▶ [Your objective]:
All lines from the line containing "of the crouching" up to and including the last line of the listing below should be echoed exactly; no other lines belong in the response.
:::
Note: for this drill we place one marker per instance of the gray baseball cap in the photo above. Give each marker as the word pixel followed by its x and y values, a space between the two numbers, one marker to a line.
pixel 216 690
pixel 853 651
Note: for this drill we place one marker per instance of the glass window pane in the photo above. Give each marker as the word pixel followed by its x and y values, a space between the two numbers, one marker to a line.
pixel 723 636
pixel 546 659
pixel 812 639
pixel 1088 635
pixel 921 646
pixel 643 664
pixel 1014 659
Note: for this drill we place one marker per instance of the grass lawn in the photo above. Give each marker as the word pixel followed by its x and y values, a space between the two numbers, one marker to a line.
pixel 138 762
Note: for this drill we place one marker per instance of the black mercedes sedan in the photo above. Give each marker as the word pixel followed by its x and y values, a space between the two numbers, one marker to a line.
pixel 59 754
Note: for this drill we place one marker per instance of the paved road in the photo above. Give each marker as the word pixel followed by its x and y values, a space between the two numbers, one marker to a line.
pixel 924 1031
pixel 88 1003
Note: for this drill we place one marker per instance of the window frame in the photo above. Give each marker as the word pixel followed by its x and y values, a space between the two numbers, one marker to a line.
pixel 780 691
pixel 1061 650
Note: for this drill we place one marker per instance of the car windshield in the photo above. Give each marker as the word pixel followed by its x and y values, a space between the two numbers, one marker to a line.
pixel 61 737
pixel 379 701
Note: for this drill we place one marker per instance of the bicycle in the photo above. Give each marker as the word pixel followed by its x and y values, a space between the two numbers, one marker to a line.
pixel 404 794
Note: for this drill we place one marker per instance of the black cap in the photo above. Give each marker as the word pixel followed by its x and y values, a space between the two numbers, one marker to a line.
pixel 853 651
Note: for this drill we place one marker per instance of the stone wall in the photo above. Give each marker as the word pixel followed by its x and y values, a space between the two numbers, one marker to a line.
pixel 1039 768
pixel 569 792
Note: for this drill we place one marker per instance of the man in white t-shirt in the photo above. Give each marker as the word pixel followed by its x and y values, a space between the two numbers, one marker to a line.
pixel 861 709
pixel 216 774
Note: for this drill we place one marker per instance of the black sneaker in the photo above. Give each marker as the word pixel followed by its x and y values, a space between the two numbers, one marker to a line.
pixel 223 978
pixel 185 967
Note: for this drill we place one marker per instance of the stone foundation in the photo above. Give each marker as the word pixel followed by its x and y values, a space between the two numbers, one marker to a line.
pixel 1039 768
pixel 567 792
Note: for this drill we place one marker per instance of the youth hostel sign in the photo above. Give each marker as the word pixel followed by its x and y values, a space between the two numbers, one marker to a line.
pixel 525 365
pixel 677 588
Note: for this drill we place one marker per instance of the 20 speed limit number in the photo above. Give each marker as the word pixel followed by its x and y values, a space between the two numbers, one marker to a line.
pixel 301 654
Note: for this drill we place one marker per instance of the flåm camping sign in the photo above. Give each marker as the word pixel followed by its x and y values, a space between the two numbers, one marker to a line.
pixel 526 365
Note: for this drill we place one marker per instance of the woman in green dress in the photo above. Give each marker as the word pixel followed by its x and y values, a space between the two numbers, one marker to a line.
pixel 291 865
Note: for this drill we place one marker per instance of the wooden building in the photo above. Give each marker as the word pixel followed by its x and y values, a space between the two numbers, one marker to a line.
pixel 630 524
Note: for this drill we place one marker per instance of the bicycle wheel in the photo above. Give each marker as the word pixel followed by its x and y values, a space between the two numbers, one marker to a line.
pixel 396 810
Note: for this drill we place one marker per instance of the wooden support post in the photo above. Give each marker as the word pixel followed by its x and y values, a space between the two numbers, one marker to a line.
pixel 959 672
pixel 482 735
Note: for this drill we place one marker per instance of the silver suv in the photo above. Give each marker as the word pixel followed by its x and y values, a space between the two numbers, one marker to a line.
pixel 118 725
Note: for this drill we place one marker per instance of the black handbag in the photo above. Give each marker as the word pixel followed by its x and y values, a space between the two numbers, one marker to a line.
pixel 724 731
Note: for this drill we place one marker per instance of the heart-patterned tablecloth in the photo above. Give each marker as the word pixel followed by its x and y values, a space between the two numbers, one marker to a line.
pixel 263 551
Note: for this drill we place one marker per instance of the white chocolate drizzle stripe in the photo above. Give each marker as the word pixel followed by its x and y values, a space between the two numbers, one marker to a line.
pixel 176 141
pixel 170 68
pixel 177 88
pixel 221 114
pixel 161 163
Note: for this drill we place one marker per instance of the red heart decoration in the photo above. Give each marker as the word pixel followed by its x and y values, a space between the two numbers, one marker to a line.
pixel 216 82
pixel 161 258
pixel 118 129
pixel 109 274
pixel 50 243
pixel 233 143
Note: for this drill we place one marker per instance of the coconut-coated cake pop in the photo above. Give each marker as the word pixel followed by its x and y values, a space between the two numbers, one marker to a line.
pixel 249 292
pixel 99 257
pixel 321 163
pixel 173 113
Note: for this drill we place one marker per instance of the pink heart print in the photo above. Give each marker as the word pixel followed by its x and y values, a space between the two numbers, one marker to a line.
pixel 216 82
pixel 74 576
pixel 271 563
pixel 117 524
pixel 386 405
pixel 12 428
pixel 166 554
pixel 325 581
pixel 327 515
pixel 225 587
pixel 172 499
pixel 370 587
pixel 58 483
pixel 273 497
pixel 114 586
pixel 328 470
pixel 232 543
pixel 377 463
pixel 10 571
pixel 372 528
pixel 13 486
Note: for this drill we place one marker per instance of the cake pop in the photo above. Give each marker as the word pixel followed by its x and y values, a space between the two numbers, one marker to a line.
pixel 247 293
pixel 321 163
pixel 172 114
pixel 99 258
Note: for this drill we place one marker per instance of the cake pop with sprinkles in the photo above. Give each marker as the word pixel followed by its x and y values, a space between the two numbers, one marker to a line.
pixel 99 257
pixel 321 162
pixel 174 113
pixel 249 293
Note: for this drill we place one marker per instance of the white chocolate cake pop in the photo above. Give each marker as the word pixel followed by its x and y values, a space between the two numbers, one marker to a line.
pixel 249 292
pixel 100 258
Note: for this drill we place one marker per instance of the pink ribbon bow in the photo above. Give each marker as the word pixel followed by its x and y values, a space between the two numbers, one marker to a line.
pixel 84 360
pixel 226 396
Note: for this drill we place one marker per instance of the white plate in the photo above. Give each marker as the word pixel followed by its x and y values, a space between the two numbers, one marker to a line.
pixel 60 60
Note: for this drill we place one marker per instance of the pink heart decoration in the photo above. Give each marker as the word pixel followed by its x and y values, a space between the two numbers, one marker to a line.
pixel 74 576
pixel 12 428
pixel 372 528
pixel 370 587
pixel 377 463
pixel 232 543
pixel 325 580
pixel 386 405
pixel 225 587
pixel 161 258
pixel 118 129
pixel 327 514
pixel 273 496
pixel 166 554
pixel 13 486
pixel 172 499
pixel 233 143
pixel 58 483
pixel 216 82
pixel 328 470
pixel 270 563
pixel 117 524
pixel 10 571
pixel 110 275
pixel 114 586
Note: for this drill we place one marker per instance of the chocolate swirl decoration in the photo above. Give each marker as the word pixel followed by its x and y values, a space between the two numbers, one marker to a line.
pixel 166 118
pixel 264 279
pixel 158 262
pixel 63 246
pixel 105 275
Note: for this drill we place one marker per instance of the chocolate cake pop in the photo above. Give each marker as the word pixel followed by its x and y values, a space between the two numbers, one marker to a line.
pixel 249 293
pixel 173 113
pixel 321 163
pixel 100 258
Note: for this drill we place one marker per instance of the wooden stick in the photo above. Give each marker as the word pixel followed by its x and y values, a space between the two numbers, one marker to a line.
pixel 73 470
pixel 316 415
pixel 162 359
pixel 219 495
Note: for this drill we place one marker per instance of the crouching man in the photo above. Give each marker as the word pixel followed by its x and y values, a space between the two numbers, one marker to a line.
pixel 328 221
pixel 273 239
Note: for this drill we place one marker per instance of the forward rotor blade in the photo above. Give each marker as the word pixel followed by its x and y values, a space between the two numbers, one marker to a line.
:::
▶ [Written response]:
Note: for this drill we place one marker per instance of the crouching man in the photo above. Give each marker as the word pixel followed by its x and y values, a space between the two numbers, one marker to a line.
pixel 328 221
pixel 273 239
Note: for this drill we place one marker per instance of the forward rotor blade in the photo above. Give each marker as the word pixel followed by its x and y values, a space between the two numbers, one marker to a line.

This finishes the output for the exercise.